***** MATERIALS PROVIDED *****

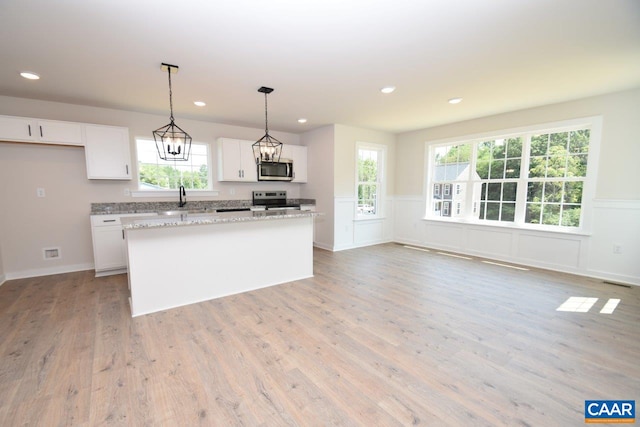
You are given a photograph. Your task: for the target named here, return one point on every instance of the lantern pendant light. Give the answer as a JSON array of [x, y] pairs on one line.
[[267, 148], [172, 142]]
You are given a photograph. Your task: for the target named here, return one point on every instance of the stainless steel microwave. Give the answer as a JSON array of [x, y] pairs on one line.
[[276, 171]]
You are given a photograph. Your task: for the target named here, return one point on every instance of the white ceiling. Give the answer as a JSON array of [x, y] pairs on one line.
[[326, 59]]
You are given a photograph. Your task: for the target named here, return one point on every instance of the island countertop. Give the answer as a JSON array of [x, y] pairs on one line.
[[202, 218]]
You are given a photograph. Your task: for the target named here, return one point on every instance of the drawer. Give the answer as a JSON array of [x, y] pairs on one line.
[[103, 220]]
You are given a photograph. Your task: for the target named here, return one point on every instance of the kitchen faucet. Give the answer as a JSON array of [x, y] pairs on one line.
[[182, 193]]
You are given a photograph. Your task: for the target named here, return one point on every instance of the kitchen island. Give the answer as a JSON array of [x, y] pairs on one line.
[[182, 259]]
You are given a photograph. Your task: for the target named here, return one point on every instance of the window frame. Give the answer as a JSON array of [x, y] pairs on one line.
[[380, 183], [210, 191], [594, 123]]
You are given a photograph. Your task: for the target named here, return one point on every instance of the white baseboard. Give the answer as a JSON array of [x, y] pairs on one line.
[[24, 274]]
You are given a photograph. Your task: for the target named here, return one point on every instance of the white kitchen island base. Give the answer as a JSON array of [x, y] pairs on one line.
[[172, 266]]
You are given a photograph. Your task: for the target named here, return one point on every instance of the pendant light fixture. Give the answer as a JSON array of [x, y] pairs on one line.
[[172, 142], [267, 148]]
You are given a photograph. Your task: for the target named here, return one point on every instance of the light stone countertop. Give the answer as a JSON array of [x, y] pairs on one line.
[[203, 218]]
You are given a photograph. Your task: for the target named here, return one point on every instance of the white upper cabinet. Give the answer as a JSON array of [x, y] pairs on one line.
[[298, 154], [107, 152], [49, 131], [17, 129], [235, 161], [23, 129]]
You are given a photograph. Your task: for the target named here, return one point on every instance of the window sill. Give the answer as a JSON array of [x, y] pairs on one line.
[[369, 218], [172, 193], [512, 226]]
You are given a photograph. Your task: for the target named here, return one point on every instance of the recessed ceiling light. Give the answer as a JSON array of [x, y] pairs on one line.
[[29, 75]]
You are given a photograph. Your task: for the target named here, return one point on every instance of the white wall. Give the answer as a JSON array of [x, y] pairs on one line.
[[61, 219], [320, 155], [616, 208]]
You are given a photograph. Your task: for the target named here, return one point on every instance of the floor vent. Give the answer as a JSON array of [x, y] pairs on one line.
[[52, 253], [617, 284]]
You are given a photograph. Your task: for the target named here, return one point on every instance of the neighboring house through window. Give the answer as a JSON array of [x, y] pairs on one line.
[[157, 174], [370, 179], [533, 177]]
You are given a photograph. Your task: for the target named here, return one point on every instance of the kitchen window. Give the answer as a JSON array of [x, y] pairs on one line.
[[369, 180], [535, 178], [155, 174]]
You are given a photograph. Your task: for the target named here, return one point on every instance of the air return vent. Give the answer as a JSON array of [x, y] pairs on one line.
[[51, 253]]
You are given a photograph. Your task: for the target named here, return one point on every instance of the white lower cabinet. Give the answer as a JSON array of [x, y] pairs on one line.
[[109, 246]]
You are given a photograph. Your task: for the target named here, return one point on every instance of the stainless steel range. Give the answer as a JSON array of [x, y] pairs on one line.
[[270, 200]]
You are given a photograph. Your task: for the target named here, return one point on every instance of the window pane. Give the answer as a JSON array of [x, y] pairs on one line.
[[508, 212], [513, 169], [534, 191], [493, 211], [157, 174], [556, 166], [551, 214], [579, 141], [514, 147], [571, 216], [367, 165], [572, 192], [497, 169], [539, 145], [553, 192], [558, 140], [494, 190], [499, 149], [532, 215], [367, 199], [482, 169], [509, 190], [537, 167]]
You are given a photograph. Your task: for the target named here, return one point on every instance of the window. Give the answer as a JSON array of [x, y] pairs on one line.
[[535, 177], [157, 174], [370, 159]]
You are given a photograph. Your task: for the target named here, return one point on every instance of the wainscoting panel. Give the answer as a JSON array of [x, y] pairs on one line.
[[490, 243], [551, 251], [368, 232], [610, 251]]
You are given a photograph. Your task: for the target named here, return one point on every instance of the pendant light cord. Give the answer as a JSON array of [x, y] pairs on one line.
[[266, 121], [170, 95]]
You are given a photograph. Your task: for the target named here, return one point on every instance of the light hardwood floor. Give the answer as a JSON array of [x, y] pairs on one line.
[[383, 335]]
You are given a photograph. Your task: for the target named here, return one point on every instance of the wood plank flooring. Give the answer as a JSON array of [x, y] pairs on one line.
[[383, 335]]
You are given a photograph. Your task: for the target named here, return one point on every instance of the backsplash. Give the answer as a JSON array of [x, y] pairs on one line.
[[150, 207]]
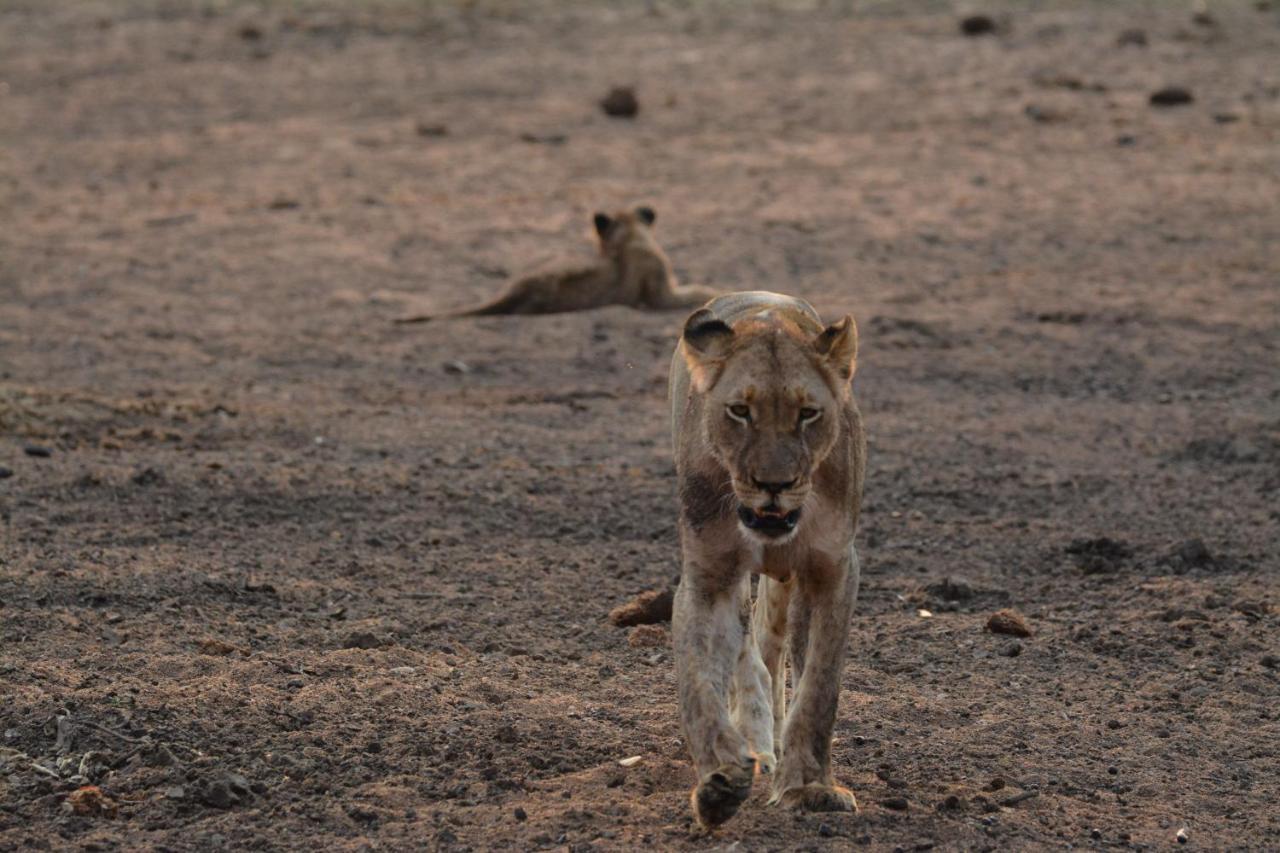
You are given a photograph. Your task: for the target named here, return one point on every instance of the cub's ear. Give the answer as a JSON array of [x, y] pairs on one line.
[[704, 343], [839, 345]]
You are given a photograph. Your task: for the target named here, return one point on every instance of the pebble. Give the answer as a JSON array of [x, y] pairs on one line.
[[977, 26], [1171, 96], [1009, 621], [621, 103]]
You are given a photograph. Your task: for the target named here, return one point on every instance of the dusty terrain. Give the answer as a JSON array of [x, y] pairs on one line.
[[291, 576]]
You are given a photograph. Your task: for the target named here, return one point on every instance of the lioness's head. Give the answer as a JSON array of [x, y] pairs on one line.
[[773, 398], [616, 229]]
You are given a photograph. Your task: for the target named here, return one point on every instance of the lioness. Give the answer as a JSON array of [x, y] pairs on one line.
[[632, 270], [769, 457]]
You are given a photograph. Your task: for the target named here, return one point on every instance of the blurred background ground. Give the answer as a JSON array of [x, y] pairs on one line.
[[278, 573]]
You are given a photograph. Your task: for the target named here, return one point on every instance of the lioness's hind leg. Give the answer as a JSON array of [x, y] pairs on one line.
[[752, 706]]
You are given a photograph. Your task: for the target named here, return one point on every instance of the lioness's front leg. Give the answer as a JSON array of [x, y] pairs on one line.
[[708, 637], [821, 607]]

*****

**WORK TO DO:** Reproduce all of the lines above word for word, omitting the pictures from your answer.

**COMPLETE RESPONSE:**
You are given a photograph. Your task: for the target named here, return one point on every instance of the lantern pendant light. Give the answer as a JSON array of [x, y] pairs on one line.
[[267, 148], [172, 142]]
You are given a photograph. Your task: for the target named here, return one point on every instance of the stainless steel microwave. Give the answer as a JSON array of [x, y] pairs on one line.
[[276, 171]]
You are given a photograph. Your task: for the target named here, return one point on every instance of the white ceiling. Give the answer as a JSON array of [x, y] pairs on one line.
[[326, 59]]
You are given a photograph. Your task: for the target named here, return one point on every instance of the island countertop. Give the answer as a JSON array of [x, y] pairs on one line.
[[202, 218]]
You are given a photograph. Your task: for the target named here, return one point on every instance of the drawer. Give the answer as a JSON array of [x, y] pairs on one line.
[[103, 220]]
You are given a photograph. Your task: for the target named here, return one point on every instance of the kitchen faucet. Give the answer as a JSON array of [x, y] pairs on one line.
[[182, 193]]
You are given a photograph. Your task: for the target named here, return one point on every instance of the kitchen island. Give the answer as a JSON array of [x, y] pairs on one line.
[[182, 259]]
You are given a photograph. Your task: for the target named here, return one point on every instance of the window frame. Give the answer as a JSON array of [x, y] pairs on one line.
[[380, 183], [210, 191], [594, 123]]
You are given a photograph. Your task: for the target named here, return one point on every instance of the white baseboard. Give the answer as a JSON array of [x, y] pairs on one line.
[[24, 274]]
You are given a photograph. Your task: for the target named here, return one point on every instance of the white kitchen island base. Give the answer as a JSON array of [x, y] pairs on one line.
[[172, 266]]
You are given a photograph. Your task: for the target named here, return one point on every instance of the pendant light fixture. Give the answer as a JSON array of [x, y] pairs on one line.
[[172, 142], [267, 148]]
You are given a photograph. Your task: for the target named here, return one point on every instance of the light stone countertop. Give the answer as a JSON array of [x, y] pairs on one line.
[[203, 218]]
You are given a photograph. Your task: for the target named here, return one point on every instance of the white upper cabinet. Give the answer as a JSON array of [x, y] pairs on one line.
[[298, 154], [107, 152], [49, 131], [17, 129], [235, 161], [23, 129]]
You are given a photograph. Your task: for the target named here, return one point on every instance of the window sill. Give the answer as a JSON array of [x, y] pairs on one line.
[[369, 218], [172, 193], [512, 226]]
You are given a photograph. Your task: for the target named here, return one point on every instance of the recessed ceiling light. Give the answer as a JSON array of [x, y] pairs on one line.
[[29, 75]]
You are given a photograph. Your task: for the target named here, return one point on every instance of the white wall. Give the answer as a JSON array of [x, y] pairs on one line.
[[61, 219], [320, 155], [616, 208]]
You are given a photograph. Your task: for the target named here, return one point on every instance of the floor vent. Give the answer as a JSON array of [x, y] pairs on one line.
[[52, 253], [617, 284]]
You are given a photograph. Your task: for the target named here, return one point on every instance of the neighboring house through window. Give the answer as a JSON array of [x, y] pairs on one line.
[[157, 174], [370, 179], [533, 177]]
You are given a photograph. Your task: for the target named here, return one point on every instance of the kitchen window. Give the answer as a JSON array of [x, y] pairs on one line.
[[369, 180], [535, 178], [155, 174]]
You are given a photograph. Your task: for the target named here, return one point on every instance of the air return vent. Give the answer as a JSON array of [x, y] pairs on one line.
[[51, 253]]
You are given a photograph. Your task: for the target named here, return one point on every instance of the white lower cabinet. Give the answer as a JSON array of [x, y] pairs on one line.
[[109, 246]]
You are given a photograph. Your task: for the target named here, return one point on every instance of the stainless steel range. Give the answer as a JSON array of [x, y] pairs on one line.
[[270, 200]]
You are given a photograph. Your task: for the target named here, return one point on every instance of the window pane. Give the answer as a JSON array of [x, y] pairs on one line.
[[508, 212], [513, 169], [534, 191], [493, 211], [157, 174], [556, 166], [551, 214], [579, 141], [514, 147], [571, 216], [367, 165], [572, 192], [497, 169], [539, 145], [553, 192], [558, 140], [494, 190], [499, 149], [532, 215], [367, 199], [482, 169], [509, 190], [537, 167]]
You are given a photograph. Your task: for the target named here, return one point on every instance of the window. Give the answer as a JSON array of [x, y] pairs on one line.
[[535, 177], [157, 174], [370, 159]]
You are given a photograph. Your task: for the target named here, return one point on every instance of the wainscoting panel. Give the answer as a JSON array of [x, y] pairs on one line.
[[490, 243], [551, 251], [368, 232], [610, 251]]
You are given a photograph. Your task: for the target named here, return one point on every instance of the pendant light cord. Give the answer as a JSON array of [x, y] pairs on one line.
[[266, 121], [170, 95]]
You are given a photograph. Your task: for the target named here, return one point on every instance of the light hardwood floor. Give the answer as a JSON array of [x, y] pairs on one line.
[[383, 335]]
You are given a photograph. Your task: for the target named here, return one point on every instance of the wood plank flooring. Give the answer as a JSON array of [x, y] pairs on one line.
[[383, 335]]
You are given a photograph. Your task: for the target named here, return one point on every instance of the backsplash. Give the answer as a JSON array of [x, y] pairs on one line.
[[150, 207]]
You are given a photograph. Your task: for the target named here, return one point on every instance of the cub's ear. Give the answer as a JSON array of [x, y] pairs on one line.
[[704, 343], [839, 345]]
You are given a photograph. Your task: for the target named here, return one point on every instance of the pebble. Give the answer as a JSON array of [x, y] pairs on one line.
[[977, 26], [1171, 96], [1009, 621], [621, 103]]
You are given a photograph. Your task: for the target named here, return one point on every instance of the dusty terrain. Give the answer as a JSON array of [x, y] pairs on one line.
[[291, 576]]
You are given a photograph. Your task: for the target named here, return one point on every instance of the lioness's head. Give the answer as a JSON array of [x, y] pairs on one line.
[[773, 398], [616, 229]]
You are given a photograph. Your task: for the target named here, return one point on every instance of the lioness. Give the answer as a JSON array of [x, y] pairs on one line.
[[632, 270], [769, 457]]
You are given a photograph. Your task: for the target named here, return one point on every instance of the blurred background ground. Give the answer as a JSON array of [x, y] pairs on one line.
[[278, 573]]
You are given a photograph. Your task: for the target named here, return one point on every instance of the lioness's hind leg. Give the answer as a JSON array of [x, y] pairs on one line.
[[752, 706]]
You are given a photograph. Your task: for the target named here, return one point on every instance of the lioness's front leg. Give the answer as a JSON array of [x, y] pairs on one line.
[[708, 637], [821, 607]]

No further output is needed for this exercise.